◆ SOURCE TEXT ◆
----
When I see this, I know – I have learned this the hard way – that the dog is a reflection of her. Dogs mirror us, those are the messages they most  often are sending: they love us, but they are showing us what we are like, what is broken inside of us. They are reminding us that we need to do the work on ourselves to be calm and centered so that our animals do the same. My breakthroughs in understanding animals came when I broke through to understand myself, to face the truth about myself.

It is easy to laugh and shout and wag our fingers at the dogs, much harder to see what they are really showing us and hear what they are really telling us: to have a better dog, you will have to be a better human being.

We get the dogs we need, in one way or another, they reflect us, our strengths, our shortcomings, our values, our needs. We get the dogs we deserve.

So for me, training a dog is about my spiritual and moral responsibility to do the work that needs to be done, on me, on the dog, so that we can live in the world together in peace and love and harmony. I never think it is cute when a dog is crazed or aggressive or out of control, I pray quietly for the soul of the dog and the human. It is a minority position for sure, one I rarely talk about. I owe this to my dogs, I ask a lot from them, they give me much in return.

How do you love a dog? I am thinking about this since the arrival of Fate, a dog Maria and I have come to love. She is a perpetual motion motion, curious, busy, restless. She has a wild and mischievous streak I have to be careful of, we each touch a crazy spark in the other, a wild streak. When we spot each other across a room, we make eye contact and all hell breaks loose.

I laugh every time I see her, and smile all of the other times, she came like a fury of joy after a grim and long, hard winter. Her purpose is to keep  us moving, laughing and learning, you cannot be in a funk for too long around this dog, she will not put up with it.

I love a dog with respect. She is not my child or my furbaby, she is not like me, she does not have my thoughts and words and feelings, she has her own, and it is my job to understand hers, not to project my own sorry stuff into her consciousness. She is not a reflection of me, she is Fate. We have a contract, we both will live together in love and dignity.
----
◆ RECORD EXCERPTS ◆
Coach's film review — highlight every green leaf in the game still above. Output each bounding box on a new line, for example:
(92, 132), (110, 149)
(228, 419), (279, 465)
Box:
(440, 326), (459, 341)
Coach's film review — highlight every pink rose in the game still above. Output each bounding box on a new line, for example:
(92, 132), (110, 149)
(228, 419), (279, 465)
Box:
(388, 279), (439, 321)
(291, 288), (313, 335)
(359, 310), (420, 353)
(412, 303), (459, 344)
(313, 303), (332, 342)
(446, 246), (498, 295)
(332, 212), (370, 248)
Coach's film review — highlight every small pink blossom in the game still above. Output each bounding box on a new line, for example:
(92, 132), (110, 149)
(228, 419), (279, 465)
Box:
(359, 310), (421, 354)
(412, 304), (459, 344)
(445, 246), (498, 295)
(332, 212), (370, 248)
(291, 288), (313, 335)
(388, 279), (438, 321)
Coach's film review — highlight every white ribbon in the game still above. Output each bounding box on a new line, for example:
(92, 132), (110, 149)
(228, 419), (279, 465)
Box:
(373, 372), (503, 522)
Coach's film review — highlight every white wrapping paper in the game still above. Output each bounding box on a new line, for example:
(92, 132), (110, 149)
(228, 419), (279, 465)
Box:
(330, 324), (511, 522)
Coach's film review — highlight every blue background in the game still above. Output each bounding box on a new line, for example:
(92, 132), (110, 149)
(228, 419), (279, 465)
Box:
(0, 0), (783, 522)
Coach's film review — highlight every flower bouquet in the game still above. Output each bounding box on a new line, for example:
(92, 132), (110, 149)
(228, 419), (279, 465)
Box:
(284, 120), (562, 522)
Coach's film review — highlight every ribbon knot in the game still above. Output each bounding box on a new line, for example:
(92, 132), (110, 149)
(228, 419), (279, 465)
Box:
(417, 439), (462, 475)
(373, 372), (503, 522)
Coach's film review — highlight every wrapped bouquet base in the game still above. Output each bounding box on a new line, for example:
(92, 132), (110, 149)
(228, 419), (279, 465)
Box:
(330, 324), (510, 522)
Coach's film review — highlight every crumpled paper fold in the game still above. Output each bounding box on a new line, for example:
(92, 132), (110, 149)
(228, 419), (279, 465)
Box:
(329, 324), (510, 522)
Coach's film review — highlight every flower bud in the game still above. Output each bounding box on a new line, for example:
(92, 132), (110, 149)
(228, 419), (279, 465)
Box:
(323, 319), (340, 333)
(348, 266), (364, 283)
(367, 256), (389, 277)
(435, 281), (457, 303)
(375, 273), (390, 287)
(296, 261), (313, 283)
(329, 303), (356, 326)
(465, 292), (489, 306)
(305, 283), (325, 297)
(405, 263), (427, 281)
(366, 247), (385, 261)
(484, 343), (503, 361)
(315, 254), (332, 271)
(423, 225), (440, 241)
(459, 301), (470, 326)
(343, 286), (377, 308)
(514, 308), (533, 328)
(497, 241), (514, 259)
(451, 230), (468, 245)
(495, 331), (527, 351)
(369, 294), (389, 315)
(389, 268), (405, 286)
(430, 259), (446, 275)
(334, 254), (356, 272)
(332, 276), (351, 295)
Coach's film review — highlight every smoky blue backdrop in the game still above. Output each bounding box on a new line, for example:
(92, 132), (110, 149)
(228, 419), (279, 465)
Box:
----
◆ ACTIVITY LIST ◆
- A) In the text about dogs, what is the name of the dog that Maria and the writer have come to love?
- B) In the text about dogs, list the things dogs reflect in us, as named in the sentence beginning "We get the dogs we need".
The entries have nothing to do with the text.

◆ TASK RESPONSES ◆
- A) Fate

- B) Our strengths, our shortcomings, our values, our needs